------ Extrait proposé

Deuxième période : l’occitanisme ou la quête de modernité

Après la Libération, un bouillonnement se fait sentir dans le milieu des créateurs. À Toulouse, Castres et Montauban, des collectifs d’artistes se créent et vont ouvrir les débats, signe qu’une nouvelle génération cherche à se faire entendre. L’abstraction est au coeur des préoccupations ainsi que des prises de position esthétiques[7]. Cette intense activité intellectuelle va se traduire à partir de 1950 par une série de manifestations et de rendez-vous[8] qui signent le renouveau de la vie artistique locale. Si, dans son ensemble, le monde de l’art régional reste dominé par les traditionalistes, la dynamique se poursuivra dans la décennie suivante, notamment grâce à des figures qui animeront la vie artistique jusque dans les années 1970[9]. Au plan national s’amorce un virage déterminant avec, en 1959, la création du premier ministère des Affaires culturelles confié à André Malraux. Sur fond d’une attention nouvelle portée par l’État à la culture et aux arts plastiques[10], les années 1950 à 1970 sont pour la région Midi-Pyrénées celles de l’élargissement de la vie artistique locale à d’autres villes et régions du Sud.

Cette ouverture et cette quête de la modernité ne sont pas séparables d’une nouvelle déclinaison de la thématique identitaire dont l’apogée aura lieu dans les années 1970 ; entre l’engagement pour la modernité artistique et les prises de position en faveur d’une identité occitane, les passerelles sont nombreuses. Ainsi, et pour ne citer que les exemples les plus marquants, F. Castan et C.P. Bru, deux acteurs essentiels du nouveau souffle artistique, sont également engagés dans le mouvement occitan[11]. Avec eux, les groupes d’artistes vont rencontrer les tenants d’un régionalisme qui refuse l’enfermement. Prenant une distance avec la méridionalité du début du siècle, l’un comme l’autre défendent l’idée que la revendication occitane ne doit plus signifier un refus des esthétiques contemporaines, mais doit au contraire penser la préservation de l’identité dans l’ouverture et l’échange.

------------
------ Informations

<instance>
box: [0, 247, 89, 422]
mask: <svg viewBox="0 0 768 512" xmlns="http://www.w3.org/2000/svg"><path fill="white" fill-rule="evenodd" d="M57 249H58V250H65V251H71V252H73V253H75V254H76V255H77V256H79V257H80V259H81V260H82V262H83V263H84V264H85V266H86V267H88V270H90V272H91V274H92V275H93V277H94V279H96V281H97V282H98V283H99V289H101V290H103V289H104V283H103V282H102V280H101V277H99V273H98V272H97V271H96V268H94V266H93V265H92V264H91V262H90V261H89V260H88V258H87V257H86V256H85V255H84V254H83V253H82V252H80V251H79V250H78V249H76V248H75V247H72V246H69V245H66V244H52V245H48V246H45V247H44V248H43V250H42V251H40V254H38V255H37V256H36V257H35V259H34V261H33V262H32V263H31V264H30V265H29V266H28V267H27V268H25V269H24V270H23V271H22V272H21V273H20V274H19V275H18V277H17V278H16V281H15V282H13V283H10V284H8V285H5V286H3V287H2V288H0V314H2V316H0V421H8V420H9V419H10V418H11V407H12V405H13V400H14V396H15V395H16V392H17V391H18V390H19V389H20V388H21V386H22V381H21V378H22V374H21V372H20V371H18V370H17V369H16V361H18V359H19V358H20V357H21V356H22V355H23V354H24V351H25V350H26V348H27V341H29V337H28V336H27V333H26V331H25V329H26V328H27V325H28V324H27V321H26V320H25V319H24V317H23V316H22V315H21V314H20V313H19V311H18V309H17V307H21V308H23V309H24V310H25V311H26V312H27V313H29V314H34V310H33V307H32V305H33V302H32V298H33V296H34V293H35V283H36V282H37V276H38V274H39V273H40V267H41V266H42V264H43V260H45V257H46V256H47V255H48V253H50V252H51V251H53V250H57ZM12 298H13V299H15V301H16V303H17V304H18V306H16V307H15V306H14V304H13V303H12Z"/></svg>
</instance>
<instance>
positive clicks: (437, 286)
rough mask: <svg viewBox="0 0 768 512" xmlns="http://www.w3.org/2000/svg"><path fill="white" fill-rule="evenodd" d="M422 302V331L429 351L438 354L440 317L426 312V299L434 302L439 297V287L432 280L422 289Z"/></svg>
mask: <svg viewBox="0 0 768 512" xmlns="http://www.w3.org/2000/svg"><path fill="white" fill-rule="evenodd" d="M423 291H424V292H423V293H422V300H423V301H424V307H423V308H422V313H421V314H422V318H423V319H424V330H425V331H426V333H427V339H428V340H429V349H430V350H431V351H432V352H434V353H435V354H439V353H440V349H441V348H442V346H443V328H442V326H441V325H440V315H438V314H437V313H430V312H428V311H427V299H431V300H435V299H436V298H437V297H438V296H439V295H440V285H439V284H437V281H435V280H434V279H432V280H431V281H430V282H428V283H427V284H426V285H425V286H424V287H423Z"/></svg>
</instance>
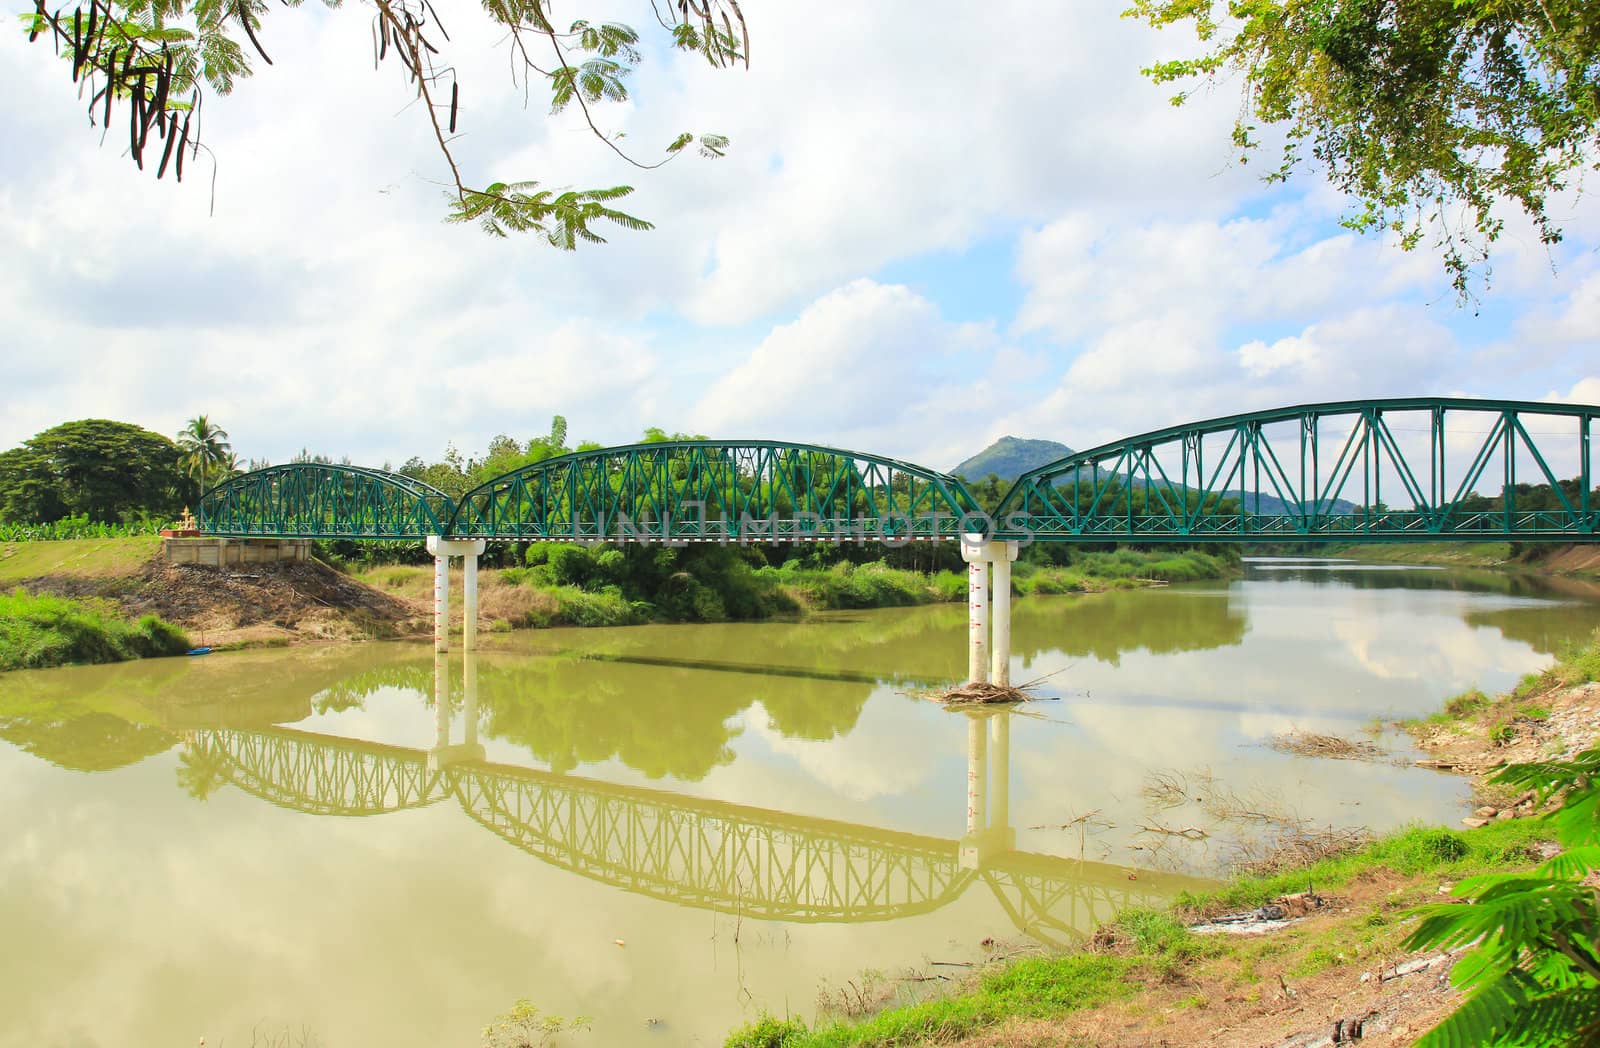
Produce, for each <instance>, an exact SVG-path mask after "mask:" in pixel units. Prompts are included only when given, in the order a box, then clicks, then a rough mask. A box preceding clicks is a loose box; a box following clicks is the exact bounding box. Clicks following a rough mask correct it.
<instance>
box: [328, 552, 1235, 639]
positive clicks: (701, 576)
mask: <svg viewBox="0 0 1600 1048" xmlns="http://www.w3.org/2000/svg"><path fill="white" fill-rule="evenodd" d="M669 552H670V550H669ZM640 560H645V557H643V555H640V554H637V552H632V554H624V550H614V549H586V547H578V546H557V544H550V546H534V547H530V552H528V563H526V565H525V566H515V568H499V570H483V571H480V576H478V594H480V606H482V608H483V614H485V616H488V618H490V621H491V622H494V624H496V626H498V627H499V629H520V627H544V626H632V624H637V622H722V621H730V619H768V618H776V616H792V614H802V613H803V611H806V610H816V611H853V610H861V608H907V606H915V605H926V603H954V602H963V600H966V574H965V573H962V571H936V573H931V574H926V573H922V571H909V570H904V568H891V566H888V565H886V563H883V562H870V563H859V565H858V563H851V562H838V563H834V565H829V566H813V565H808V563H805V562H802V560H787V562H784V563H781V565H763V566H750V565H749V563H746V562H742V560H739V558H738V557H736V555H734V554H720V555H706V557H702V558H701V560H698V562H691V563H688V565H678V563H674V565H670V566H667V568H659V570H653V565H651V563H648V562H646V563H643V565H640V563H638V562H640ZM1234 570H1235V565H1234V562H1230V560H1229V558H1227V557H1219V555H1213V554H1205V552H1200V550H1182V552H1138V550H1114V552H1094V554H1078V555H1075V557H1074V562H1072V563H1070V565H1064V566H1056V565H1040V563H1034V562H1027V560H1022V562H1018V563H1016V565H1014V566H1013V576H1011V589H1013V592H1014V594H1016V595H1022V597H1027V595H1035V594H1038V595H1043V594H1088V592H1101V590H1109V589H1131V587H1138V586H1147V584H1150V582H1190V581H1197V579H1218V578H1227V576H1229V574H1230V573H1234ZM358 578H360V579H362V581H363V582H366V584H368V586H374V587H378V589H382V590H389V592H395V594H400V595H405V597H411V598H414V600H426V598H427V595H429V594H430V592H432V586H434V581H432V579H434V576H432V568H427V566H416V565H389V566H379V568H370V570H366V571H362V573H360V574H358Z"/></svg>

------------

§ **Consigne écrite**: Prolongez le texte sur l'occitanisme et la modernité artistique en Midi-Pyrénées en reprenant juste après sa dernière phrase.

§ **Résultat obtenu**:
À l’inverse de ce qui s’est passé au début du siècle, la défense de l’identité occitane dans la version des années 1950 à 1970 est militante, comme l’illustre le slogan omniprésent Volem viure al païs[12]. Ses acteurs ne sont plus des édiles politiques ou artistiques ayant à coeur de conserver leurs positions, mais des « nouveaux occitanistes » issus de la Libération dont beaucoup sont liés au Parti communiste français[13]. Pour eux, le problème occitan n’est pas seulement culturel, il est également socioéconomique et administratif, et il faut forcer l’autorité de l’État à s’engager dans la voie d’une décolonisation.

Aux côtés de ces militants de la cause régionale, les artistes qui se battent pour une expression contemporaine sont plus que jamais engagés dans la contestation politique. Les Écoles d’art, comme les autres établissements d’enseignement supérieur partout en France, sont le lieu de confrontations très violentes. Le rejet des institutions, accusées d’immobilisme, s’accompagne de celui de la centralité, favorise les revendications identitaires et le souci de démocratisation de l’art. C’est dans cette veine qu’il faut comprendre l’apparition de lieux nouveaux et de nouvelles manifestations dans toutes les régions, et particulièrement dans le Grand Sud. C’est aussi à la perte de vitesse du marché de l’art français qu’il faut rattacher les remises en cause de la suprématie parisienne qui se font jour dans la presse nationale spécialisée. En 1972 et 1974, deux dossiers sont consacrés à la vie artistique des provinces : le magazine animé par Jean Clair, Chronique de l’art vivant, fait paraître un numéro spécial intitulé « La province bouge » qui salue la vitalité des regroupements d’artistes de province qui entendent « créer un réseau parallèle pour faciliter des échanges impossibles avec les organes locaux passéistes ». J. Lepage, militant actif et précoce de cette prise de conscience[14], lui emboîte le pas dans le magazine Opus : dénonçant la « centralité extrême » des crédits muséaux, il soutient la légitimité des revendications souvent radicales des artistes provinciaux.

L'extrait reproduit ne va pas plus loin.